Please copy out every line of the data below word for word, leaving out the pictures.

━━━ LISTING

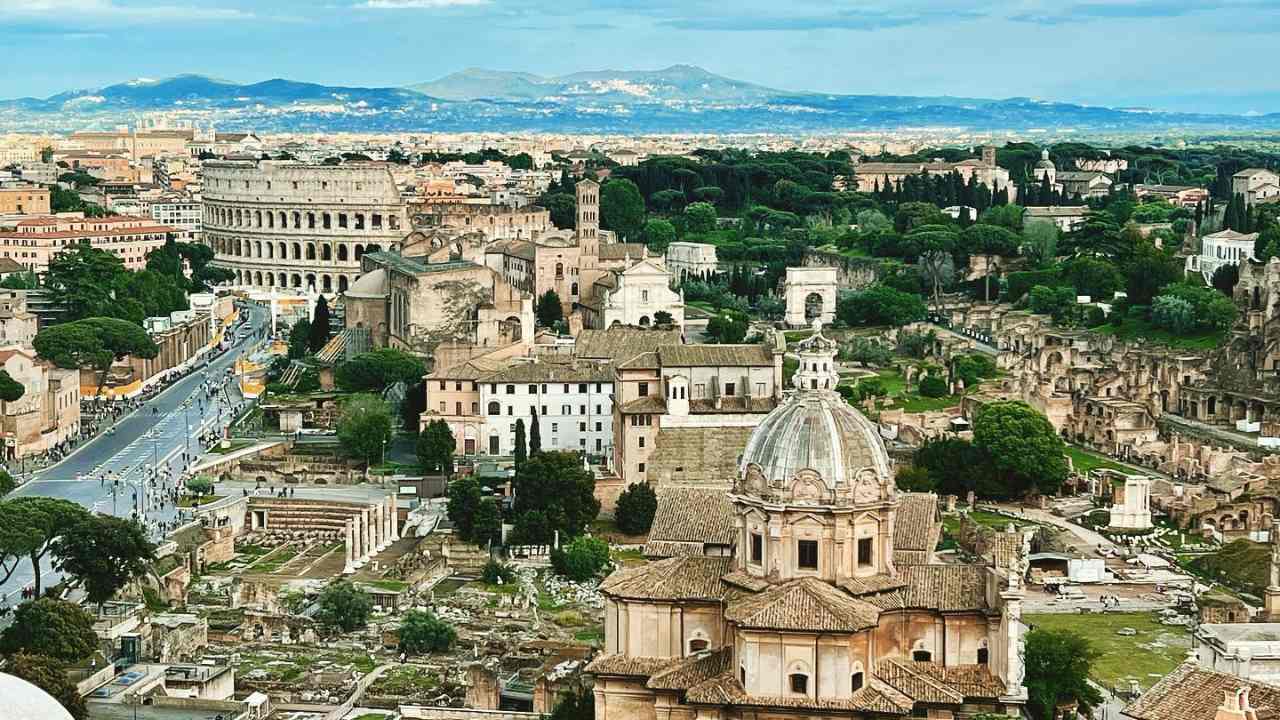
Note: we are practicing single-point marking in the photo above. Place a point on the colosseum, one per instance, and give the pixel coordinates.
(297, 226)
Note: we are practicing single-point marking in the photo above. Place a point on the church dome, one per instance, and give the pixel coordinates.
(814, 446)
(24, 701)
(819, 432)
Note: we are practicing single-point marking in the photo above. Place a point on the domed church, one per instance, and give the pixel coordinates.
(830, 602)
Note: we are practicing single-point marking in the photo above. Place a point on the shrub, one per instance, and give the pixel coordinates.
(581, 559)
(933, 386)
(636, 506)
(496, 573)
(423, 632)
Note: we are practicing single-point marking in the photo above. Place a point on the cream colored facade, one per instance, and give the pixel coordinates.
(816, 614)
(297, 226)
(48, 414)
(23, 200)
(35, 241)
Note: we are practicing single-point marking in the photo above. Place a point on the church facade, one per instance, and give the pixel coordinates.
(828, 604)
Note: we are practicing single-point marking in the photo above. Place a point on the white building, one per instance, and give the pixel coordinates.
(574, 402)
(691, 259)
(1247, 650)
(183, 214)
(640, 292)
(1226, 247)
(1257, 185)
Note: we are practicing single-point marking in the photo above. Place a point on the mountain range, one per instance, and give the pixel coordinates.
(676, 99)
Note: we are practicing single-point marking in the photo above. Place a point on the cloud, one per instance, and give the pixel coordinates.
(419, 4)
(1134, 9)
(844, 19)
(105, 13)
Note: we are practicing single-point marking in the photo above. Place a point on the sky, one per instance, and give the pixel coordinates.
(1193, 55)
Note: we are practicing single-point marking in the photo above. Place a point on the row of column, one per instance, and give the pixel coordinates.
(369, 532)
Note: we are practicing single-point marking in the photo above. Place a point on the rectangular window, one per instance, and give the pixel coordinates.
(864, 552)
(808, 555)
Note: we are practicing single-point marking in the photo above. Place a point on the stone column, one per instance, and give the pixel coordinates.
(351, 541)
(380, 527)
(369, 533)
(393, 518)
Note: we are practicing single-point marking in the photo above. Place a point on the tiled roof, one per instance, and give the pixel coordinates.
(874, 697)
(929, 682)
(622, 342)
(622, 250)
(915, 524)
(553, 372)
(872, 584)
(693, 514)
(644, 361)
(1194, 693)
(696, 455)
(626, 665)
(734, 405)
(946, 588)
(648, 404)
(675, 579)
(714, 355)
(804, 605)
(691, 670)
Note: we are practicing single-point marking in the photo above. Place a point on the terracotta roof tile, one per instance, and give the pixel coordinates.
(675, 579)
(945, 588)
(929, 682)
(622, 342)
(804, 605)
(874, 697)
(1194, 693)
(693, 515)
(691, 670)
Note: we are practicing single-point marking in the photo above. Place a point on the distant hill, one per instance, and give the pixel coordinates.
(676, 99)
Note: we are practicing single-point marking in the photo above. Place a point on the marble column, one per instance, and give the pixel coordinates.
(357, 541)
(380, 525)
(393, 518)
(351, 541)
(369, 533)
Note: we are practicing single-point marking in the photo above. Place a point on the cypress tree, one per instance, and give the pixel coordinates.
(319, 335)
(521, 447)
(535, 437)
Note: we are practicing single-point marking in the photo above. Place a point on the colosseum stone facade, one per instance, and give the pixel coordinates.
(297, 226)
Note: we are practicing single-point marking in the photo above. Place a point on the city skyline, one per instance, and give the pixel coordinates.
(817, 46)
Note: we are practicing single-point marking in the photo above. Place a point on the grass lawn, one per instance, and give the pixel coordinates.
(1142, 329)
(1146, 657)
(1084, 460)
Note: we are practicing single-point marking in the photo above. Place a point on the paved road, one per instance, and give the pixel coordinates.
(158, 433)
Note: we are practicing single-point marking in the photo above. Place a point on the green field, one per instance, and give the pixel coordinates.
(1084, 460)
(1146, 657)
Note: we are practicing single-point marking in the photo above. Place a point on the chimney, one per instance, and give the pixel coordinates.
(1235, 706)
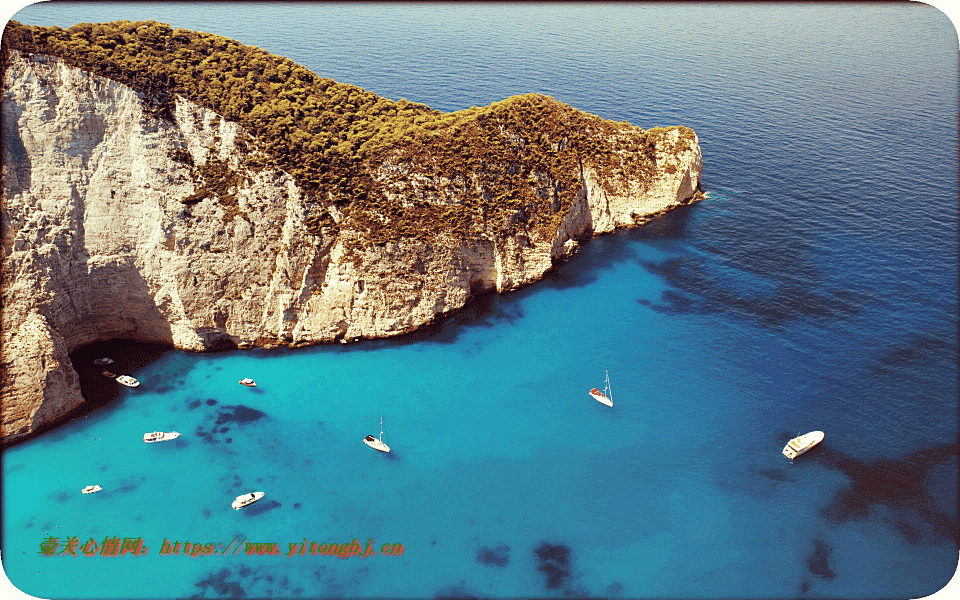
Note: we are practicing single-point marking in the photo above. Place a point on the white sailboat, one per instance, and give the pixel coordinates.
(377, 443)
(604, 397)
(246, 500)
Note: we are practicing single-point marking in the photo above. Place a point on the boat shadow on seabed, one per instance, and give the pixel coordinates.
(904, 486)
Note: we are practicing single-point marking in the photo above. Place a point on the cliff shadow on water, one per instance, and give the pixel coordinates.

━━━━━━

__RESULT__.
Note: we are practicing single-point marking in the photo above. Place a point on the colosseum, one per instance, and give the pixel coordinates.
(297, 226)
Note: we are practicing single-point marking in the photo above. Place a point on the church dome, one per instance, and give the pixel coordinates.
(814, 446)
(24, 701)
(819, 432)
Note: we are practicing single-point marking in the photo above. Place a point on the domed church, one per instance, and give the pixel coordinates.
(830, 602)
Note: we are practicing single-point marking in the photo above. Place a point on the shrub, one per instance, and give the pixel coordinates.
(581, 559)
(933, 386)
(636, 506)
(496, 573)
(423, 632)
Note: we are practicing single-point marking in the photo above. Place a point on the cream colored facade, one per instance, and give the pixel coordinates.
(816, 614)
(297, 226)
(48, 414)
(23, 200)
(35, 241)
Note: we are practicing single-point marking in the photo above. Place a point on the church facade, one per instance, and give the pixel coordinates.
(828, 604)
Note: we are practicing single-point marking in the photo above. Place a point on the white building, one per instance, and give the pixel coordinates.
(574, 402)
(691, 259)
(1247, 650)
(183, 214)
(640, 292)
(1226, 247)
(1257, 185)
Note: we are practicing single-point marking in the photo above. Place a point on the mountain range, one per instance, and give the pixel coordinates.
(676, 99)
Note: we are practicing single-point marking in the photo above. Place a point on the cloud, one per instance, and give the pixel coordinates.
(419, 4)
(1134, 9)
(844, 19)
(105, 13)
Note: we are practicing single-point marking in the photo above. Place a point on the sky, one per instance, and give the pixel coordinates.
(1193, 55)
Note: we are practicing single-point marking in the photo above. Place a point on the row of column, one per instance, and give the pixel coordinates.
(369, 532)
Note: we are practicing single-point marking in the photo above. Place a point on the rectangular window, one per instance, and give the pixel coordinates.
(864, 552)
(808, 555)
Note: we are practicing single-point marking in the photo above. Place a point on the stone column, one per instance, and give the pixel coordinates.
(351, 541)
(380, 527)
(369, 533)
(393, 518)
Note: we are practicing single-point marking in the photo above. Place a point on the tiled roof, one per instance, and give the pixel coordinates.
(874, 697)
(929, 682)
(622, 342)
(622, 250)
(915, 524)
(553, 372)
(872, 584)
(693, 514)
(644, 361)
(1194, 693)
(696, 455)
(626, 665)
(734, 405)
(946, 588)
(648, 404)
(675, 579)
(714, 355)
(804, 605)
(691, 670)
Note: we are practicing single-point marking in the photo above. Place a point on the terracotta roof tile, one per instance, and give the pixel coordinates.
(675, 579)
(945, 588)
(929, 682)
(622, 342)
(804, 605)
(874, 697)
(1194, 693)
(693, 515)
(691, 670)
Note: we are practicing single-point marking in the photo above. Place a point on the distant hill, one per instance, and give the pixel coordinates.
(676, 99)
Note: we are practicing single-point marking in the photo above. Place a point on the marble column, one per instance, and give the pixel coordinates.
(357, 541)
(380, 525)
(393, 518)
(351, 541)
(369, 533)
Note: we are practicing single-point marking in the photo above. Place a point on the cypress tree, one per instance, and give the pixel coordinates.
(319, 335)
(521, 447)
(535, 437)
Note: we are practicing single-point marking in the photo above. Place a point on the colosseum stone facade, one per instance, and give the pixel coordinates.
(297, 226)
Note: we are practicing single-point marking in the photo above. Place a point on the city skyline, one per instance, and give the pixel coordinates.
(817, 46)
Note: we are practicing single-point marking in the photo above. Place a point on the grass lawn, one per instance, and give the pixel coordinates.
(1142, 329)
(1146, 657)
(1084, 460)
Note: we are practicing single-point marking in the photo above. Place a point on the paved road, one per instance, and give the pixel coordinates.
(158, 433)
Note: we are practicing single-point marking in the photo above. Place a point on the green field, one per instance, and give the pixel coordinates.
(1084, 460)
(1146, 657)
Note: we are practicing single-point marking in the photo above. Place a point on the chimney, one per instance, and give the pixel coordinates.
(1235, 706)
Note: we are practicing single-point marking in the photo above. Place a point on the white sailboat, one per instance, and give the pixel coordinates.
(377, 443)
(604, 397)
(246, 500)
Note: we are practicing single-point marking in the photo above. Place a point on the boat shadow on seabed, one per instance, and give the pixel coordinates.
(904, 486)
Note: we are practicing single-point marking in the photo above. Place a point on the cliff shadow on water, one per instance, and give the pixel coordinates.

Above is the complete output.